**Passage**
>> begin

There exists a large literature on the choice of the kernel K [6,39]. Epanechnikov and Gaussian kernels are widespread, due to their simplicity. ¹ But it seems, according to the related literature, that the choice of the kernel is often less overriding than the choice of the bandwidth h. Indeed, this parameter plays the role of a regularization parameter. In practice, we tune h in order to balance accuracy and robustness. The larger h, the wider each kernel and the larger the interval on which each observation has an impact. We review in Section 2.4 some methods to select this bandwidth.

2.2. Dynamic kernel density

We can change the formulation of the kernel density in order to take into account its progressive evolution through time. We get this dynamic version of the kernel density by the mean of weights $w_{t,i}$:

$${\hat{f}}_t(x)=\frac{1}{h}\sum _{i=1}^t{w}_{t,i}K\left(\frac{x-X_i}{h}\right),$$ (2)

>> end

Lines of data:
>> begin

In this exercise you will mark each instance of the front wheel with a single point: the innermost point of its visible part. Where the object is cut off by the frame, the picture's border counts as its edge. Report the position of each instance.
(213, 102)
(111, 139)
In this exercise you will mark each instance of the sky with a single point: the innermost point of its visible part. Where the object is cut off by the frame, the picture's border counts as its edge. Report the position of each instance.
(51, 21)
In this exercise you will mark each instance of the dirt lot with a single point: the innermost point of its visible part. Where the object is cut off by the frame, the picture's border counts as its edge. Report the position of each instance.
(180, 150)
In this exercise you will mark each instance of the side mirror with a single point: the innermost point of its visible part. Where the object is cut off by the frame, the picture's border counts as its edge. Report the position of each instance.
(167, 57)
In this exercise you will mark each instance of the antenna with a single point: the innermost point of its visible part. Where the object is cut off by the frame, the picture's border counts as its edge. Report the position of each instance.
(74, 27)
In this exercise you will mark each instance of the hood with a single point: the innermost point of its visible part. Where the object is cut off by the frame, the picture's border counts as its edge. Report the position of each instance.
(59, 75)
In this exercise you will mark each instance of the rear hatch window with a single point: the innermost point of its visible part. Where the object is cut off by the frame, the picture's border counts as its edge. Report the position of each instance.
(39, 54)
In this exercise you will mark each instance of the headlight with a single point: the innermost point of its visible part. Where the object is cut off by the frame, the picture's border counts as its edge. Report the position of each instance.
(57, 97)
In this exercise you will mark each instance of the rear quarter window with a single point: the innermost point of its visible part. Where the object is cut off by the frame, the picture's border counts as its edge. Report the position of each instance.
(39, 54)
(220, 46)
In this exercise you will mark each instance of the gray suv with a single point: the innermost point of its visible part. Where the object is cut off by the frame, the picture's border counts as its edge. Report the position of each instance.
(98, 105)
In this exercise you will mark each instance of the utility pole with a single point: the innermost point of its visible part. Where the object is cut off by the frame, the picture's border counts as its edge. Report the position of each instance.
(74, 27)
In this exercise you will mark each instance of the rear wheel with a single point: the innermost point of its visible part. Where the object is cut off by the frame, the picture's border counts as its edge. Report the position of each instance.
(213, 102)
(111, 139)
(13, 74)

>> end

**Exercise instructions**
1. In the kernel density passage, which choice is described as often mattering more than the choice of the kernel?
2. Extend the kernel density text with a few sentences that pick up after equation (2).

**Task-by-task results**
1. The choice of the bandwidth h.

2.
such that $\sum _{i=1}^t{w}_{t,i}=1$ [19]. For a fixed t, if the weights $w_{t,i}$ increase with i, more recent observations will be overweighted and the update of the kernel density is consistent with the economic intuition. The exponential weighting is widespread in the statistical literature as it can reduce the computation of a density update to a simple recursive formula instead of the linear cost induced by the whole estimation of the density from scratch. We then express the weights by

$$w_{t,i}=\{\begin{array}{ll}{\displaystyle \frac{1-\omega }{1-{\omega }^{t_0}}}{\omega }^{t-i}& \mathrm{if}i\le t_0\\ (1-\omega ){\omega }^{t-i}& \mathrm{else},\end{array}$$ (3)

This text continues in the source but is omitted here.